*WHAT IS EXPECTED*
Please restate every record below word for word.

*DATA*
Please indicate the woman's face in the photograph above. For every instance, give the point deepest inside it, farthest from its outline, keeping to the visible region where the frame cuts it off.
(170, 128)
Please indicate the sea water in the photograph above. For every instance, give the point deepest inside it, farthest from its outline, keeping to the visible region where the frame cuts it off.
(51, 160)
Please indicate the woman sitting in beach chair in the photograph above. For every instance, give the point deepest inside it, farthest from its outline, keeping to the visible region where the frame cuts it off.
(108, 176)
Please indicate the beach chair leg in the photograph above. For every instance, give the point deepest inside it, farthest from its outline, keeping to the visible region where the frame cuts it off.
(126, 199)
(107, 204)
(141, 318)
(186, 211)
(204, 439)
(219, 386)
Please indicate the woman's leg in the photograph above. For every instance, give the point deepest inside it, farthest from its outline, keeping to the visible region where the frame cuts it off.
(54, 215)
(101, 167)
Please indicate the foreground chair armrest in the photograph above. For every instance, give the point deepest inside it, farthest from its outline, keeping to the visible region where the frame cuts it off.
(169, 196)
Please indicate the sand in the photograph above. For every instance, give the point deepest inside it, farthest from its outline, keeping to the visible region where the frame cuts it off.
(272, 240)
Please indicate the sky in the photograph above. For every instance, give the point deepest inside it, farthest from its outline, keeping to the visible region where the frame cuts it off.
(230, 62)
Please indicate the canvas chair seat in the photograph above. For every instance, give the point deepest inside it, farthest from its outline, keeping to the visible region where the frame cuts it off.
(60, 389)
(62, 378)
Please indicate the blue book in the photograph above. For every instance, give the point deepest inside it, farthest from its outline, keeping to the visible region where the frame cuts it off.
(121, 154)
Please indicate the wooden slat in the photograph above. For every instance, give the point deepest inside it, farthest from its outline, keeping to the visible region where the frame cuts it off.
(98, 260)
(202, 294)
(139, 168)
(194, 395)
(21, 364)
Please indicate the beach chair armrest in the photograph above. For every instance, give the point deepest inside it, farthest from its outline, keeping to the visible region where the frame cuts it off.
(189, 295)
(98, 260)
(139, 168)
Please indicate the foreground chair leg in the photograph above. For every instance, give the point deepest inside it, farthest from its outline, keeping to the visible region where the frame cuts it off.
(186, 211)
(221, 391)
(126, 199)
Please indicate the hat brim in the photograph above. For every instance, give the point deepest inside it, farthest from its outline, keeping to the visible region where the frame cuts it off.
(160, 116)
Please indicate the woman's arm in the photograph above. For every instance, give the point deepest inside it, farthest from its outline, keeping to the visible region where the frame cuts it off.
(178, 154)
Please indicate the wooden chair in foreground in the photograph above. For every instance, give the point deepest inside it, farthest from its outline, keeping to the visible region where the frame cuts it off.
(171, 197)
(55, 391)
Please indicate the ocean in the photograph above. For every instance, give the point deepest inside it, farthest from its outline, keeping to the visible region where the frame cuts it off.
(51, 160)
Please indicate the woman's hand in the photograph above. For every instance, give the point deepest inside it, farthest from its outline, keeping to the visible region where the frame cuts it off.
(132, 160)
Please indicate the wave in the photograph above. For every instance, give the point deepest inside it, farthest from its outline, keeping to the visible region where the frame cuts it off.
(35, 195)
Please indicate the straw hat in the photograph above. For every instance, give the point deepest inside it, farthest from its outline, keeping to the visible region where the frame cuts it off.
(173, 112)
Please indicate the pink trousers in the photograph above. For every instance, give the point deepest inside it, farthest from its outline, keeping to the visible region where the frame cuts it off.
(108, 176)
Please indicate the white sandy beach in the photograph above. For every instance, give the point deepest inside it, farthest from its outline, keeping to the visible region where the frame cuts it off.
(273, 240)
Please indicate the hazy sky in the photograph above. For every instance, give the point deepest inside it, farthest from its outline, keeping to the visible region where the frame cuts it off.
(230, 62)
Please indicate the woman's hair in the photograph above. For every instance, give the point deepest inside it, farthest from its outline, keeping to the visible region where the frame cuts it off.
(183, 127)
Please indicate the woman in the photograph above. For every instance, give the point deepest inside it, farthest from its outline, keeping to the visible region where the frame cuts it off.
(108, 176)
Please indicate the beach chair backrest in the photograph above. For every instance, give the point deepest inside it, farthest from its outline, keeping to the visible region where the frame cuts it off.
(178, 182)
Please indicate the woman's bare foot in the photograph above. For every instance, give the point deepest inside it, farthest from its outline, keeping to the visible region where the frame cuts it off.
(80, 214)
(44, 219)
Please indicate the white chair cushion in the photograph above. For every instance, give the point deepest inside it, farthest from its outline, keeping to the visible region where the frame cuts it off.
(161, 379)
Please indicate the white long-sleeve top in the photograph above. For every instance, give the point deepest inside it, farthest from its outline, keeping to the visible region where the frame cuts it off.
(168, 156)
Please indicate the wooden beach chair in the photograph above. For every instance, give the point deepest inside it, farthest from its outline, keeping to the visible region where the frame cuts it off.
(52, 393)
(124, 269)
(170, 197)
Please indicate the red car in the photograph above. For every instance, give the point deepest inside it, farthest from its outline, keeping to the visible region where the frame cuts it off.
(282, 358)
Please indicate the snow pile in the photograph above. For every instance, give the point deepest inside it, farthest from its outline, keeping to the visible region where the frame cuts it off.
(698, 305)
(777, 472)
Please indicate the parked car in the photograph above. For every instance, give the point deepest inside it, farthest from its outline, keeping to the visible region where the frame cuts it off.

*WRITTEN RESPONSE*
Please indicate the woman's face in the photograph above. For every instance, give the point deepest inside it, farthest from its outline, keeping to the visible region where the frame cuts it off.
(170, 128)
Please indicate the sea water in the photograph above. For every instance, give the point deepest inside it, farthest from its outline, keeping to the visible region where the frame cuts it off.
(51, 160)
Please indicate the woman sitting in beach chair in the photograph above. For every instance, give the point deepest inside it, farthest from its outline, keeping to the visible region where the frame cuts it off.
(108, 176)
Please indicate the beach chair leg in the photograph above. For every instance, give the point deepest inside it, farthest from its outline, keeping to the visible region where the frame cuts it off.
(126, 199)
(107, 204)
(141, 318)
(186, 211)
(204, 439)
(219, 386)
Please indicate the woman's leg in the photograph above. For every instance, give the point deepest inside it, farthest from its outline, keeping to the visible region where the frame cuts it off.
(54, 215)
(101, 167)
Please indicate the foreground chair armrest in the photograph above. For every instance, give the point deepest inside it, farthest from its outline, keeping to the visible region where the frame cuts it off.
(169, 196)
Please indicate the sand in the photograph above. For every instance, give the point deepest inside it, farthest from its outline, keeping to the visible region where the frame cuts it off.
(272, 240)
Please indicate the sky in the photograph above. For every instance, give the point deepest inside it, farthest from its outline, keeping to the visible region where the frame cuts it off.
(230, 62)
Please indicate the canvas chair seat in the photograph above. For every instance, give the point deepest inside it, farthest from its outline, keeping to the visible region where the frame cuts it off.
(60, 389)
(62, 378)
Please indicate the blue book in the photograph above. For every instance, give the point deepest inside it, farthest from its outline, keeping to the visible region where the frame cuts it off.
(121, 154)
Please indicate the wooden slat in the photograph above. For every instance, give the point deepest inside it, farthest from its outline, keeping to the visible region where the frame cuts it off.
(98, 260)
(202, 294)
(139, 168)
(194, 395)
(21, 364)
Please indicate the beach chair armrest in the photograph above. For every instance, give the point deepest inside it, farthest from its outline, keeping to the visible region where the frame cuts it off.
(189, 295)
(98, 260)
(139, 168)
Please indicate the foreground chair leg in the photograph above. For every instance, give the point deepest inside it, farthest from its outline, keeping to the visible region where the frame cuts it off.
(186, 211)
(221, 391)
(126, 199)
Please indicate the hat brim in the photograph above. For every instance, give the point deepest inside it, farthest from its outline, keeping to the visible region where the frame cuts it off.
(160, 116)
Please indicate the woman's arm in the photograph above. For every instance, give the point deepest inside it, farthest from its outline, keeping to the visible region where the frame cuts it off.
(178, 154)
Please indicate the wooden chair in foreground in the photograph above. For every instance, give the point deepest inside it, farthest from its outline, keeping to the visible region where the frame cuts it off.
(171, 197)
(55, 391)
Please indicate the ocean in the photograph above. For every instance, give the point deepest inside it, farthest from its outline, keeping to the visible region where the frame cuts it off.
(51, 160)
Please indicate the woman's hand in the photograph above. For every instance, give the point deepest inside it, farthest from its outline, keeping to the visible region where the frame cuts it off.
(132, 160)
Please indicate the wave in the photograph above. For every instance, give the point deepest inside it, farthest from its outline, keeping to the visible region where the frame cuts it off.
(35, 195)
Please indicate the straw hat in the photograph above. For every instance, give the point deepest inside it, farthest from its outline, keeping to the visible region where the frame cuts it off.
(173, 112)
Please indicate the pink trousers in the photograph above. For every instance, give the point deepest inside it, farthest from its outline, keeping to the visible region where the frame cuts it off.
(108, 176)
Please indicate the white sandy beach in the photograph above. For every instance, give the point deepest inside it, farthest from its outline, keeping to the visible region where the frame cuts it off.
(273, 240)
Please indicate the hazy sky in the photograph above. For every instance, give the point deepest inside it, farthest from its outline, keeping to the visible region where the frame cuts it off.
(230, 62)
Please indicate the woman's hair in the photograph above. For every instance, give the point deepest inside it, farthest from its outline, keeping to the visible region where the frame cuts it off.
(183, 127)
Please indicate the woman in the photograph above. For every instance, give the point deepest inside it, farthest from its outline, keeping to the visible region where the frame cuts it off.
(108, 176)
Please indicate the beach chair backrest in the photograph above. For every instance, give the point deepest inside it, farthest from its outline, keeping to the visible region where the frame cuts it off.
(178, 182)
Please indicate the woman's bare foot in the photograph above. For every instance, give the point deepest inside it, farthest from its outline, keeping to the visible region where the frame cuts it off.
(80, 214)
(44, 219)
Please indicate the white chair cushion in the photograph above. For every instance, give the point deepest inside it, farthest from its outline, keeping to the visible region where the frame cuts it off.
(161, 379)
Please indicate the white long-sleeve top in the photograph above. For every instance, give the point deepest inside it, farthest from its outline, keeping to the visible region where the frame cuts it off.
(168, 156)
Please indicate the wooden beach chair in the photograph above. For every instance, give the point deepest inside it, farthest from its outline, keeping to the visible region where the frame cuts it off.
(52, 393)
(124, 269)
(170, 197)
Please indicate the red car in the photograph above. For every instance, give the point deepest inside it, farthest from its outline, keeping to the visible region where the frame cuts it off.
(282, 358)
Please indicate the snow pile in the photograph above. For every instance, give the point deepest inside it, farthest from its outline, keeping to the visible region where the frame cuts it off.
(698, 305)
(777, 472)
Please indicate the parked car in the photograph above. For every instance, give the point deepest inside it, farthest from its outline, keeping to the visible region where the frame cuts it off.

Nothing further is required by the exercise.